수행할 작업 —
아래 목록에서 "woman"라는 단어가 들어 있는 줄을 모두 뽑아 옮겨 적으십시오.

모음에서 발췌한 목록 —
====================

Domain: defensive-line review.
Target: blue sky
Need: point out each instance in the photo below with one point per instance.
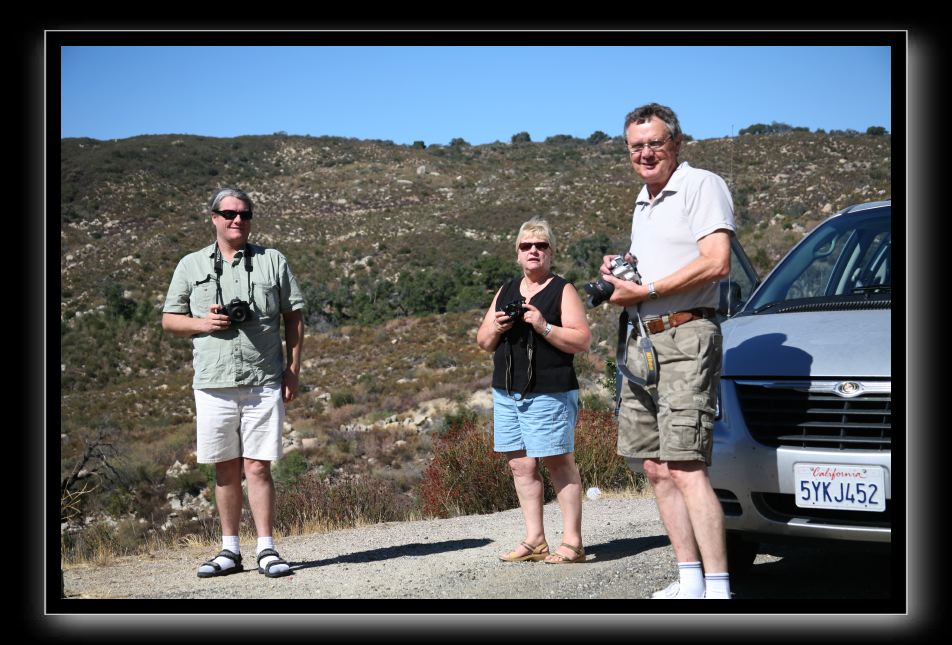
(482, 94)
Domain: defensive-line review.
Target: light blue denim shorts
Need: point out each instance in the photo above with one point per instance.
(541, 424)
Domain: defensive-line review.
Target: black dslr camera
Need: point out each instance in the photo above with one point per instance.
(514, 309)
(600, 291)
(238, 311)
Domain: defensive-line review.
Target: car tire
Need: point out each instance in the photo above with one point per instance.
(740, 554)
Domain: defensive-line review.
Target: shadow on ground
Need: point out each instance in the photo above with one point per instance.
(387, 553)
(822, 571)
(625, 547)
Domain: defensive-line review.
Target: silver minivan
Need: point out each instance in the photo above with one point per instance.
(803, 434)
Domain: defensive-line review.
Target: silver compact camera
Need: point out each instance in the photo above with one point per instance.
(599, 291)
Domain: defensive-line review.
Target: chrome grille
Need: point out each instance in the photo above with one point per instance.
(811, 414)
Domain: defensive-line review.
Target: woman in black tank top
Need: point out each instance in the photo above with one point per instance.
(534, 326)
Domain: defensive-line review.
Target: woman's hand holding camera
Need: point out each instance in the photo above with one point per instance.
(533, 317)
(503, 323)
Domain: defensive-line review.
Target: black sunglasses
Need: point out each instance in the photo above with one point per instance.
(525, 246)
(230, 215)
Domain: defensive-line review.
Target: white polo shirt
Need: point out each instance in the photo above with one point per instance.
(664, 234)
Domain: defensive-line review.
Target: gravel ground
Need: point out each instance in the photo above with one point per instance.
(629, 556)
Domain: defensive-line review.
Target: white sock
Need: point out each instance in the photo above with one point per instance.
(691, 580)
(718, 585)
(230, 542)
(268, 543)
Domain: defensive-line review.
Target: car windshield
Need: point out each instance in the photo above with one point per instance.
(849, 254)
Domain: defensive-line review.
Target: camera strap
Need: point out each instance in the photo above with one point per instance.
(218, 270)
(625, 329)
(530, 350)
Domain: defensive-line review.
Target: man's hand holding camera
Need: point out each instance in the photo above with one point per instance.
(626, 292)
(217, 319)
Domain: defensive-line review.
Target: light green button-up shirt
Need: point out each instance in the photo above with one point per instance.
(245, 354)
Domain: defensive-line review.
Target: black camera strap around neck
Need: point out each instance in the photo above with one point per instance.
(625, 329)
(219, 260)
(530, 351)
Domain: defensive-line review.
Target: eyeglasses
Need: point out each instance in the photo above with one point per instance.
(230, 215)
(638, 148)
(525, 246)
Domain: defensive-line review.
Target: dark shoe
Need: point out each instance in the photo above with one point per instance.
(218, 571)
(267, 570)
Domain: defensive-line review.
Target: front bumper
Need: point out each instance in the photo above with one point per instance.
(755, 484)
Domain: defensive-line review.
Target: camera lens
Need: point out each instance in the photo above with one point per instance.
(599, 291)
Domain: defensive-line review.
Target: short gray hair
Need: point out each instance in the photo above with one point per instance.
(660, 112)
(222, 193)
(536, 227)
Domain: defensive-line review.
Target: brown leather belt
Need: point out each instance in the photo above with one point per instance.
(673, 319)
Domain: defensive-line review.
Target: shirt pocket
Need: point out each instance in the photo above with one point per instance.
(202, 298)
(266, 299)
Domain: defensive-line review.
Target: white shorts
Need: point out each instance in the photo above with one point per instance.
(239, 422)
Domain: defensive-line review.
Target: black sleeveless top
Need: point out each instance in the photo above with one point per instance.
(552, 369)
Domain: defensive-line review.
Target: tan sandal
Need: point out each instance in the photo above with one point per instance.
(579, 555)
(536, 553)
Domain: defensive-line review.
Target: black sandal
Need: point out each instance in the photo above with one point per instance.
(267, 570)
(218, 571)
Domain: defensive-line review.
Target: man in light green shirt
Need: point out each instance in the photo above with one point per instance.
(229, 298)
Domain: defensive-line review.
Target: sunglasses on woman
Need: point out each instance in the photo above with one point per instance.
(230, 215)
(525, 246)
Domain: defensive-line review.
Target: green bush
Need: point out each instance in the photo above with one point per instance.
(313, 499)
(290, 468)
(466, 476)
(341, 398)
(599, 464)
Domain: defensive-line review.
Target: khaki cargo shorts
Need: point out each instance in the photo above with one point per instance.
(674, 419)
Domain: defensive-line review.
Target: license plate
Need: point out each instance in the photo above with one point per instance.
(852, 488)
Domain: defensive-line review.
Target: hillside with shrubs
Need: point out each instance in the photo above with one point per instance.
(398, 250)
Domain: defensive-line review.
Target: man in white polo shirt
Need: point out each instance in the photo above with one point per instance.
(680, 237)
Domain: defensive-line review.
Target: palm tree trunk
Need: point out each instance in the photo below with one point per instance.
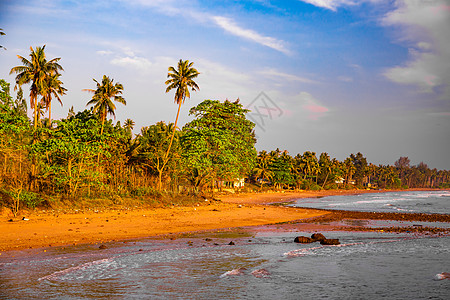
(173, 133)
(35, 113)
(50, 113)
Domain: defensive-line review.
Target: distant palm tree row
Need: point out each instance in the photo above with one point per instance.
(86, 155)
(306, 171)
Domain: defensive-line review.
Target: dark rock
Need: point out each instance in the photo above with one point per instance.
(318, 237)
(330, 242)
(303, 240)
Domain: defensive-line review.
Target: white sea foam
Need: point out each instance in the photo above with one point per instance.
(56, 275)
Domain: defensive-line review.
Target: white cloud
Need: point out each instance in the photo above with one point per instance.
(187, 10)
(334, 4)
(310, 107)
(104, 52)
(331, 4)
(231, 27)
(424, 28)
(285, 76)
(135, 62)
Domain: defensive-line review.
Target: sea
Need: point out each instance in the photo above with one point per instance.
(255, 265)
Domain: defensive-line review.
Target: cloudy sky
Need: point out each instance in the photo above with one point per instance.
(335, 76)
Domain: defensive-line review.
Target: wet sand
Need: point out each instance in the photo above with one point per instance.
(49, 229)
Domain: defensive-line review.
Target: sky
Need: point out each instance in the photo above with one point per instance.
(335, 76)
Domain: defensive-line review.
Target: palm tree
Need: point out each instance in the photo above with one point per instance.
(53, 87)
(262, 169)
(181, 80)
(129, 125)
(2, 33)
(36, 72)
(105, 92)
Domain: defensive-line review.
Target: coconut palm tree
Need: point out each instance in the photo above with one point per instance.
(53, 87)
(262, 169)
(104, 94)
(36, 72)
(181, 79)
(2, 33)
(129, 125)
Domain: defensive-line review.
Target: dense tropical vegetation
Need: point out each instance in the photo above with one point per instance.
(87, 155)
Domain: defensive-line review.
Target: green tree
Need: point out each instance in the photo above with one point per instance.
(219, 143)
(325, 165)
(2, 33)
(129, 125)
(281, 168)
(35, 71)
(181, 79)
(103, 98)
(52, 88)
(153, 144)
(360, 163)
(67, 156)
(262, 169)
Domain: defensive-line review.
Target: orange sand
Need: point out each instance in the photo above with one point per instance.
(45, 229)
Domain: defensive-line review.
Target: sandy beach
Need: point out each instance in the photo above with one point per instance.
(49, 229)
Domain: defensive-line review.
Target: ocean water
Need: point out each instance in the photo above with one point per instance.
(267, 265)
(432, 202)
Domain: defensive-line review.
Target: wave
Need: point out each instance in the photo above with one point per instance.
(56, 275)
(307, 251)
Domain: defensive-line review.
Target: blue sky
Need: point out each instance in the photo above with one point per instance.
(337, 76)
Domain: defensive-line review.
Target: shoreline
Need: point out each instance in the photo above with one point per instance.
(45, 229)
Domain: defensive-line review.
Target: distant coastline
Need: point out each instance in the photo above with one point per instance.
(51, 228)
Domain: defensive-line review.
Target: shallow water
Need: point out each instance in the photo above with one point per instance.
(364, 266)
(367, 265)
(433, 202)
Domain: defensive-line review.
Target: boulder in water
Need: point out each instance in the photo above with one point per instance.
(303, 240)
(318, 237)
(330, 242)
(260, 273)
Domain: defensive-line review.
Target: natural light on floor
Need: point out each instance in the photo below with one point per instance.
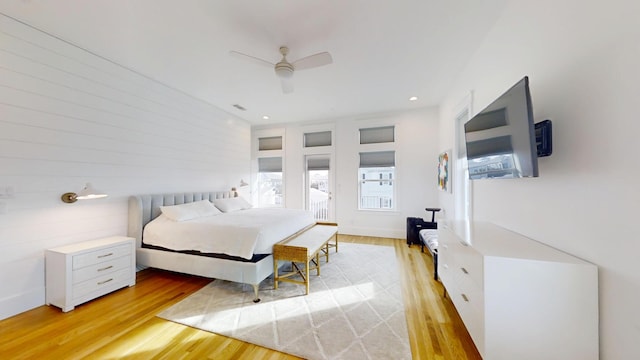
(365, 292)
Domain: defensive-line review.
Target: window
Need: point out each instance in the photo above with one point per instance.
(378, 135)
(270, 191)
(270, 143)
(376, 176)
(315, 139)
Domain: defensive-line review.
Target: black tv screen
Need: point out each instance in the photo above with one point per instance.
(501, 139)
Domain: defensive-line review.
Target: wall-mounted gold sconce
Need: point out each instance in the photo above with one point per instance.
(235, 190)
(88, 192)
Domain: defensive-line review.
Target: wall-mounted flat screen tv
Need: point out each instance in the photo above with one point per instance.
(501, 139)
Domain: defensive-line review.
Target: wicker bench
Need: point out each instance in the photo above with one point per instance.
(304, 247)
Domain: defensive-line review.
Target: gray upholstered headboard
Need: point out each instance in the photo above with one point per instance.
(144, 208)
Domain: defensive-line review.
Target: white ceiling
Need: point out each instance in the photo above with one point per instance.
(383, 51)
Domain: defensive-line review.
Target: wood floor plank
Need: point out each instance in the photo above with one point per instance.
(123, 324)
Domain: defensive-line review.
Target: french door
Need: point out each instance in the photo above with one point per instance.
(319, 187)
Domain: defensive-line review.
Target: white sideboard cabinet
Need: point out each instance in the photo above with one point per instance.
(518, 298)
(81, 272)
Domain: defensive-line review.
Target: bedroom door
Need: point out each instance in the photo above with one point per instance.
(319, 186)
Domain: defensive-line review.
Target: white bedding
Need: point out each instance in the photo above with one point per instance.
(430, 238)
(239, 233)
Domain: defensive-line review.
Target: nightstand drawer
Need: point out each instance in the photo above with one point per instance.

====================

작업 응답 —
Target: woman in black tank top
Target: woman's hand holding camera
Target: sunglasses on woman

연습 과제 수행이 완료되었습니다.